▶ _Exercise prompt_: Look through the entries below and count the lines with "target" in them; the reply is the number alone.

▶ _Segmentation mask data_:
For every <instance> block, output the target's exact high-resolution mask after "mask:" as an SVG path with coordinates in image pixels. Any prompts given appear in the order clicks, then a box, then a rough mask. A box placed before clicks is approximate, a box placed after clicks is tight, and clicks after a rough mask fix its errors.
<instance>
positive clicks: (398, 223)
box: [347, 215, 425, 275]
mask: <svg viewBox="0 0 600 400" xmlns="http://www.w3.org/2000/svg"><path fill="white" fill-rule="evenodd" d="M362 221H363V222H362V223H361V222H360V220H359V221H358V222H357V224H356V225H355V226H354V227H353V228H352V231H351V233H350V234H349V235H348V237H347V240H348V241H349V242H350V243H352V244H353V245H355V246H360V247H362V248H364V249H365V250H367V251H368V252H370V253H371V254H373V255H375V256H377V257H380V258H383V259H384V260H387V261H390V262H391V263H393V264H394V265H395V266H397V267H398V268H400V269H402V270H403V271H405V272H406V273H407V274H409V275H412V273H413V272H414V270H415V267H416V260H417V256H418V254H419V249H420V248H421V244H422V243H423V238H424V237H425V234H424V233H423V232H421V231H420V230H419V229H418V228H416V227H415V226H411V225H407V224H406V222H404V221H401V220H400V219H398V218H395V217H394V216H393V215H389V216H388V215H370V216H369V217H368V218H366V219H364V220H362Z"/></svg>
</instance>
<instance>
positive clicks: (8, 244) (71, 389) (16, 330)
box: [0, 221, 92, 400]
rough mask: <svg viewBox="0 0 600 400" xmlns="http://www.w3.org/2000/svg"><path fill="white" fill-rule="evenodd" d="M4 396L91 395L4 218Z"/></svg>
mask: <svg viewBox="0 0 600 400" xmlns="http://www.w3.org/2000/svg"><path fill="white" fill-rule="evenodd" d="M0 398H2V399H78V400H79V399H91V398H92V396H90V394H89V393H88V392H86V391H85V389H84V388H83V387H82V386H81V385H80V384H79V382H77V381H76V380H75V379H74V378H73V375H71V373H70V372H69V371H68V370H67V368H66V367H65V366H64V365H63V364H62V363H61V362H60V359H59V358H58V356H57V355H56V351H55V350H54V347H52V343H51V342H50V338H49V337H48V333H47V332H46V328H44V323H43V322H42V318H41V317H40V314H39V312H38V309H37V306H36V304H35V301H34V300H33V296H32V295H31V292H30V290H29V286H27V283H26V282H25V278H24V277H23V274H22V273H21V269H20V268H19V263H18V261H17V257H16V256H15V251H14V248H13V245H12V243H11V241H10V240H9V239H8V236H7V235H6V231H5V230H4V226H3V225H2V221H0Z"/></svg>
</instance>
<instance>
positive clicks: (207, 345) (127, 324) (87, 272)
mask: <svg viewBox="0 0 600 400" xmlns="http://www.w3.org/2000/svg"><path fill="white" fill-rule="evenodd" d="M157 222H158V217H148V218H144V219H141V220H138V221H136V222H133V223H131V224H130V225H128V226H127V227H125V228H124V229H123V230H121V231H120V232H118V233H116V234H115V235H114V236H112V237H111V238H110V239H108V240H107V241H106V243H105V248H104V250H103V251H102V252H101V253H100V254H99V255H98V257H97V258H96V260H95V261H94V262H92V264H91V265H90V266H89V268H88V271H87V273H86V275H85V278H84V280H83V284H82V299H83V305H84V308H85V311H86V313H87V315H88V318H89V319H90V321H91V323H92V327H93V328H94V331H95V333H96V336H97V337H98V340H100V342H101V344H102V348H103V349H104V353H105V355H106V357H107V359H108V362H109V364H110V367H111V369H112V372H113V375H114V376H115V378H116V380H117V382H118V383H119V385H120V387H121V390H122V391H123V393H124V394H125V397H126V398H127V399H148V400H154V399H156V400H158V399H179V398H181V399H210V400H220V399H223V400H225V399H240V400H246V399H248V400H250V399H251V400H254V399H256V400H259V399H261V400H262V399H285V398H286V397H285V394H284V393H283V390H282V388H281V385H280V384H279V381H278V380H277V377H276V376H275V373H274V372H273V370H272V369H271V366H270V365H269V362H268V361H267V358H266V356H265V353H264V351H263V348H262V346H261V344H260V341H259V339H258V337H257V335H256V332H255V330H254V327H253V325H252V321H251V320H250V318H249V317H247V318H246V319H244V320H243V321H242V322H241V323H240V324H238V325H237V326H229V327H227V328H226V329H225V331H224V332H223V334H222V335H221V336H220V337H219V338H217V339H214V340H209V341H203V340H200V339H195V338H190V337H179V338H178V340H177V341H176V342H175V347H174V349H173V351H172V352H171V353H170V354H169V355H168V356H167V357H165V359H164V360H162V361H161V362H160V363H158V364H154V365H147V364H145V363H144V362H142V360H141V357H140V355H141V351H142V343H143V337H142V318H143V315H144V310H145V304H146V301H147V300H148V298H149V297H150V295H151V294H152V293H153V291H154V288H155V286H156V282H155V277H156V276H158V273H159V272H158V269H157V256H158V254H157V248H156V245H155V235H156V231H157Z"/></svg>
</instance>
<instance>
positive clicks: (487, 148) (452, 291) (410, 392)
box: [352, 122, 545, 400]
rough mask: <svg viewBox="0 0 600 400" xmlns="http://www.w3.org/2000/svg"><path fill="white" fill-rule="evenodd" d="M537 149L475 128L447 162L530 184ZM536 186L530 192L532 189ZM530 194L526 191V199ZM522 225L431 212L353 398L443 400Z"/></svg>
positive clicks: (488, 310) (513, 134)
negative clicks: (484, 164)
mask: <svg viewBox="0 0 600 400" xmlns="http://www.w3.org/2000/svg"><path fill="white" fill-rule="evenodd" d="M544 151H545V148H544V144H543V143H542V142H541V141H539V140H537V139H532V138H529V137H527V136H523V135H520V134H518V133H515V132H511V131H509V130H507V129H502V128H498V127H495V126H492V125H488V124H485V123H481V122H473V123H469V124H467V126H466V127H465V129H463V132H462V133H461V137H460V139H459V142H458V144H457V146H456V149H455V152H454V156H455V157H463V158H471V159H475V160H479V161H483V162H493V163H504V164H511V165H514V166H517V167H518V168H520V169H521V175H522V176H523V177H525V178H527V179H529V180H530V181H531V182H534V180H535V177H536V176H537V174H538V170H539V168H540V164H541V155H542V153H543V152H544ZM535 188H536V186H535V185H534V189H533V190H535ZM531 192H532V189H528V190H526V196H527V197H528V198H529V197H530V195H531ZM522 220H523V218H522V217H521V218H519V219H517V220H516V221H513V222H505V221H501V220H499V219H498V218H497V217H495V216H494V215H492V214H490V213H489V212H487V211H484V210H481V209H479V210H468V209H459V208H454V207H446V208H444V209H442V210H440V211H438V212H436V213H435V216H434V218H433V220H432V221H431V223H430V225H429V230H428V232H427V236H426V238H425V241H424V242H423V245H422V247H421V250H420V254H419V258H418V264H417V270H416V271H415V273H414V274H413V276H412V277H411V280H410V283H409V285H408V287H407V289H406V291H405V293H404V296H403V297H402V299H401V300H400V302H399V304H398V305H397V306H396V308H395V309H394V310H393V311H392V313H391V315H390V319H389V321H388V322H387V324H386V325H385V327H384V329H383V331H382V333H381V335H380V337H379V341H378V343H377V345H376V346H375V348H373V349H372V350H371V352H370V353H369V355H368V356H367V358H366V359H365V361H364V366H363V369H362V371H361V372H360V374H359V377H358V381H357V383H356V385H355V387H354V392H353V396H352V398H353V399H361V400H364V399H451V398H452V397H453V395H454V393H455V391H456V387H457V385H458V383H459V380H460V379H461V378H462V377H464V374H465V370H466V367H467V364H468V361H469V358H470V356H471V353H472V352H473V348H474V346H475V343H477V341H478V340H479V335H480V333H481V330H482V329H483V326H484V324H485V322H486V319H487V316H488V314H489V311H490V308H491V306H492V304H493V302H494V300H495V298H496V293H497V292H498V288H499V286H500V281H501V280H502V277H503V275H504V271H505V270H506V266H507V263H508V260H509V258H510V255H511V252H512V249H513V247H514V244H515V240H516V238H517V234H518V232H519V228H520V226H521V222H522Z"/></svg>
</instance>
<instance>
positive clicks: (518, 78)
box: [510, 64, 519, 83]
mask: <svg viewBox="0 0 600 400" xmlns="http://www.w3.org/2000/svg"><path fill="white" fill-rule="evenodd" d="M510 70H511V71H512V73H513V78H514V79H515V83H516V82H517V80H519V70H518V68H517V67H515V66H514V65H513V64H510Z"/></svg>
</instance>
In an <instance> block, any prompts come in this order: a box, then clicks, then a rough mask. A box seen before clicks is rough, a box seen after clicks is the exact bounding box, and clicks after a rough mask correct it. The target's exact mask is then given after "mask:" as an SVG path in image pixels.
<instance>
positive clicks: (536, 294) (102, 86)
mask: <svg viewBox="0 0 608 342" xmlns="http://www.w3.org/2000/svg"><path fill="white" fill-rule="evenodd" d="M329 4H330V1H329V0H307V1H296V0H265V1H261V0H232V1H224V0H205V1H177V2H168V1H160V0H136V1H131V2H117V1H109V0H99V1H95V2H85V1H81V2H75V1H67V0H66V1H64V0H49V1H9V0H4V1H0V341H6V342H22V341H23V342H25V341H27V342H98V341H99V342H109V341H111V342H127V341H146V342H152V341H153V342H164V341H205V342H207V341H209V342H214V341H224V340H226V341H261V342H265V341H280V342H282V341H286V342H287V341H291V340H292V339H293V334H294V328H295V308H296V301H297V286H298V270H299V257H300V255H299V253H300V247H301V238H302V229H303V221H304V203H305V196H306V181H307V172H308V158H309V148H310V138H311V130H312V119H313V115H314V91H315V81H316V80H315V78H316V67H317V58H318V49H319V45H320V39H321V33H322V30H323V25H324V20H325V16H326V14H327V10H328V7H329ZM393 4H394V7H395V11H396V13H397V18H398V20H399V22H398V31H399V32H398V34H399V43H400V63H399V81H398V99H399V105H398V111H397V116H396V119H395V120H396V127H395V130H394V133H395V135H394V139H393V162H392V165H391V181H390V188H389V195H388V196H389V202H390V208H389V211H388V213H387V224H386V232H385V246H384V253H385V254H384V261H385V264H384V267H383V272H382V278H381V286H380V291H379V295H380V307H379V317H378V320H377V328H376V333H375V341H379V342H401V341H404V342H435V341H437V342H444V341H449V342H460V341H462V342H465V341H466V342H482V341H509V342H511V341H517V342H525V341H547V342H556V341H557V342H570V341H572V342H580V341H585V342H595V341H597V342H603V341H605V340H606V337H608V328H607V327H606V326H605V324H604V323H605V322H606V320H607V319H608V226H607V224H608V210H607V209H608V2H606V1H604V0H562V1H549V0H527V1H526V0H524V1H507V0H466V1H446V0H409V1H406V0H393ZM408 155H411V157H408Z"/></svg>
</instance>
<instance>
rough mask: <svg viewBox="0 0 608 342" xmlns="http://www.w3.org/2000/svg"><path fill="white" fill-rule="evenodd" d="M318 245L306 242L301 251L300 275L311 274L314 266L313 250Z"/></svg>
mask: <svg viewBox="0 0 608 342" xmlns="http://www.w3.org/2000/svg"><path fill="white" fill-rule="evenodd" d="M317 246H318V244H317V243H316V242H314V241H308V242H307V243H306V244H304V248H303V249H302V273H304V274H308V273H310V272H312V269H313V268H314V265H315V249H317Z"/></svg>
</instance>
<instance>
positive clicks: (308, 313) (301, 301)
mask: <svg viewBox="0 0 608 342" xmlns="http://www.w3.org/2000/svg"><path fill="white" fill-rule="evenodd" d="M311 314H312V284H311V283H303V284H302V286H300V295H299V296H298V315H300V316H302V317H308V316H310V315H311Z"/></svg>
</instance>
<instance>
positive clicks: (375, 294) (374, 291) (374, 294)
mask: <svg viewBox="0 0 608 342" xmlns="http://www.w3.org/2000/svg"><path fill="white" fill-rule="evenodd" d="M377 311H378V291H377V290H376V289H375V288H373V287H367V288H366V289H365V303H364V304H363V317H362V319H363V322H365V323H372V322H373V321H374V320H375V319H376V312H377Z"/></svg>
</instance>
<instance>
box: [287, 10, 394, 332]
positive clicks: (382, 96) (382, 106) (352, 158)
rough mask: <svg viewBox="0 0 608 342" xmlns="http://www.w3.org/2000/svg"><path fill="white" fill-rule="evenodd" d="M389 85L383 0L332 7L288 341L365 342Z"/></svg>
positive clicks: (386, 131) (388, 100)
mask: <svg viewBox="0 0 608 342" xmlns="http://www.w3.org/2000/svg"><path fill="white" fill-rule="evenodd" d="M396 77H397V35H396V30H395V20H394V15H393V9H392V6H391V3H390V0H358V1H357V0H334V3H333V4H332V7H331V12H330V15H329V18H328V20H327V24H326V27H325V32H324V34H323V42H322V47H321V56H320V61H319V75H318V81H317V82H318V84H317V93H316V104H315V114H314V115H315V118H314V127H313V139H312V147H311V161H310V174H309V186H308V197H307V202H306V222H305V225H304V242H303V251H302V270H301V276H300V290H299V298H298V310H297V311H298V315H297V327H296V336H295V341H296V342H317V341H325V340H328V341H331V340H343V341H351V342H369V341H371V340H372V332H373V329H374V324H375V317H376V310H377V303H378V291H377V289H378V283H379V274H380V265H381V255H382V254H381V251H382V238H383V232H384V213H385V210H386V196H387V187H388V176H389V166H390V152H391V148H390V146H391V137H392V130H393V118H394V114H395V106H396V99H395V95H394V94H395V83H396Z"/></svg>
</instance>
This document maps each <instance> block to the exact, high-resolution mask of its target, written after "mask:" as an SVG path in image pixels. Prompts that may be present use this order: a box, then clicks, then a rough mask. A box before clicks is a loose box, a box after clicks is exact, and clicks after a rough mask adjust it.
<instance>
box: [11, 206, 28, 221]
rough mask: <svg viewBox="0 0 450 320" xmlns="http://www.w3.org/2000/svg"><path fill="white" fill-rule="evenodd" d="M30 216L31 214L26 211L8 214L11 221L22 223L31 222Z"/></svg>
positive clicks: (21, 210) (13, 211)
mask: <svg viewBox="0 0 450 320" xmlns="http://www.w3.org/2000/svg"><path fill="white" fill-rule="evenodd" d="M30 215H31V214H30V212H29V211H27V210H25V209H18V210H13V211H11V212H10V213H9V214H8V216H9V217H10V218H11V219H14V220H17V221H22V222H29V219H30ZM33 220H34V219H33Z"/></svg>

▶ _Your response_: 3